= Textauszug =
___
Kiesewetter zufolge brauche es deshalb ein klares politisches Bewusstsein dafür, dass insbesondere Russland – aber auch China und der Iran – längst gezielt und erfolgreich Einfluss im kognitiven Raum ausübten.

Andere Länder seien weiter: Die nordischen und baltischen Staaten hätten psychologische Resilienz, sicherheitspolitische Bildung, strategische Kultur und eine integrierte Gesamtverteidigung längst als Grundpfeiler ihrer Gesellschaft etabliert – und seien Deutschland in diesen Bereichen deutlich voraus.

Roderich Kiesewetter (CDU) 

Und in der Tat hat etwa Schweden mit seiner „Total Defense Resolution“ einen umfassenden Verteidigungsansatz etabliert, dessen Ziel laut Zivilschutzminister Carl-Oskar Bohlin „eine starke Gesamtverteidigung“ ist – auch als Beitrag zur Nato-Fähigkeit, sich gegen kognitive Kriegsführung zu behaupten. Konkret analysiert die dafür zuständige Psychological Defence Agency Desinformationskampagnen ausländischer Akteure, entwickelt technische Verfahren zur Erkennung feindlicher Einflussoperationen und berät staatliche Stellen, Medien und zivilgesellschaftliche Organisationen im Umgang mit manipulativen Inhalten. Zudem führt sie Schulungen durch, etwa für Kommunen und Sicherheitsbehörden, um die Bevölkerung gegen gezielte Informationsangriffe widerstandsfähiger zu machen.

Grund für die deutsche Zurückhaltung, so Kiesewetter, sei eine „im Verhältnis zu unseren Nachbarn besonders schwach ausgeprägte strategische Kultur, die vorrangig auf pazifistische und diplomatische Lösungsansätze setzt, weil sie die Natur moderner ganzheitlicher Kriegsführung völlig unterschätzt und manchmal bewusst ausblendet“.

Anders bewertet das SPD-Außenpolitiker Ralf Stegner: Für ihn ist die institutionelle Vorsicht kein Mangel an strategischem Denken, sondern ein „Ausdruck rechtsstaatlicher Zurückhaltung, die bewahrt werden sollte“.

Denn: Die strikte Trennung zwischen militärischen und zivilen Zuständigkeiten sowie zwischen Auslandsgeheimdienst und Verfassungsschutz sei ein bewährtes Prinzip, das nicht unter dem Deckmantel der kognitiven Resilienz aufgeweicht werden dürfe.

Ralf Stegner (SPD) 

Trotz dieser Trennung bleibt Deutschland nicht untätig. Das Verbot des russischen Staatssenders RT im Jahr 2022 war ein konkreter Schritt – ein Versuch, Desinformation im medialen Raum einzudämmen.
___
= Bereitgestelltes Material =
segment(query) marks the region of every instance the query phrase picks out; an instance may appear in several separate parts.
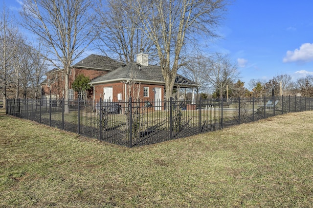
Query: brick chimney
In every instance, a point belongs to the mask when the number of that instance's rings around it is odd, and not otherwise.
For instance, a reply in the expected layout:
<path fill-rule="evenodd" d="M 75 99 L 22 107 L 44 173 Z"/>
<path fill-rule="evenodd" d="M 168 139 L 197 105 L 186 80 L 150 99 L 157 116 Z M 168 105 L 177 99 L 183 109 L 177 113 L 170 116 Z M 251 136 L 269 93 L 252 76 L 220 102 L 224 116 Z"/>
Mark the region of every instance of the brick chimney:
<path fill-rule="evenodd" d="M 149 66 L 149 55 L 144 53 L 144 49 L 140 49 L 140 53 L 137 55 L 136 61 L 142 66 Z"/>

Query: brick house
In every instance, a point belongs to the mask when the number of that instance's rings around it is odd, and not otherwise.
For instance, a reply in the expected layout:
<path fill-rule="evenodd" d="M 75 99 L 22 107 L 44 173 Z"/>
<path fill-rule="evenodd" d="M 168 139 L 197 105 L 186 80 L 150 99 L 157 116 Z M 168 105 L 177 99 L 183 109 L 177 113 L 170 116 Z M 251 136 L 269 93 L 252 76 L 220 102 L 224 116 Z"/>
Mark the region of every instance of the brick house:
___
= Aufgaben =
1. Beantworten Sie anhand des Textauszugs über kognitive Kriegsführung diese Fragen:
(a) Welche Staaten üben laut Kiesewetter gezielt Einfluss im kognitiven Raum aus?
(b) Welche schwedische Behörde analysiert Desinformationskampagnen ausländischer Akteure?
(c) Welcher Sender wurde im Jahr 2022 verboten?
2. Fassen Sie den Textauszug über kognitive Kriegsführung in zwei Sätzen zusammen.
3. Führen Sie bitte den Textauszug über kognitive Kriegsführung im Anschluss an dessen letzten Satz weiter.
Die Datensätze stehen in keinem Zusammenhang mit dem Textauszug.

= Antworten =
1.
(a) Russland, China und der Iran
(b) Die Psychological Defence Agency
(c) Der russische Staatssender RT

2. Kiesewetter (CDU) sieht die nordischen und baltischen Staaten wie Schweden mit seiner Psychological Defence Agency bei der Abwehr kognitiver Einflussnahme deutlich weiter und führt die deutsche Zurückhaltung auf eine schwach ausgeprägte strategische Kultur zurück. Stegner (SPD) wertet diese Vorsicht dagegen als rechtsstaatliche Zurückhaltung und verteidigt die Trennung der Zuständigkeiten, wobei Deutschland etwa mit dem Verbot von RT im Jahr 2022 nicht untätig geblieben ist.

3.
Ethische Bedenken und wo ist das Parlament?

Gerade an diesem Beispiel jedoch wird ein ethisches Dilemma deutlich. Einerseits hat der Staat die Pflicht, seine Bürgerinnen und Bürger vor gezielter Manipulation zu schützen – ihnen also möglichst unabhängige Wahrnehmungsprozesse zu ermöglichen. Andererseits gilt die Meinungsfreiheit als zentrales demokratisches Prinzip. Wo verläuft die Grenze zwischen Schutz und Zensur?

Stegner etwa warnt:

Anders als in Diktaturen gehören für uns Desinformation und aktive ,kognitive Kriegsführung‘ nicht zu den militärischen Mitteln, die wir operativ oder gar präventiv einsetzen dürfen.

Der Staat müsse sich auf Schutz und Abwehr konzentrieren – nicht auf Angriff. Die rote Linie sei für ihn dort erreicht, „wo aus defensiver Resilienzstärkung offensive Manipulation der eigenen oder fremder Bevölkerungen wird“. Kurzum:

Wir brauchen keinen ,Wehrkundeunterricht 2.0‘ oder eine Militarisierung unserer Informationsräume.

Der Streit berührt zentrale Prinzipien der Demokratie – entsprechend sieht Stegner den Bundestag in der Verantwortung: „Eine breite gesellschaftliche und parlamentarische Debatte ist zwingend erforderlich, bevor operative oder gar offensive Kapazitäten aufgebaut werden.“ Deshalb werde die SPD-Fraktion darauf hinwirken, „dass jede Entwicklung in diesem Bereich transparent erfolgt und demokratischer Kontrolle unterliegt“.

Kiesewetter hingegen will zwar auch eine parlamentarische Diskussion, aber betont: „Die Dringlichkeit ist dermaßen groß, dass der operative Fähigkeitsaufbau parallel und unverzüglich erfolgen muss“.

Unstrittig jedenfalls ist: Der Schutz vor kognitiven Angriffen muss in Deutschland gestärkt werden – durch Bildung, digitale Aufklärung, Analysekompetenz im Datenraum und modernes Wargaming für militärisches Führungspersonal. Doch wo der legitime Schutz von Wahrnehmungsprozessen endet und Eingriffe in die Meinungsfreiheit beginnen, ist keine technische, sondern eine hochpolitische Frage. Deshalb gehört sie ins Zentrum der öffentlichen Debatte.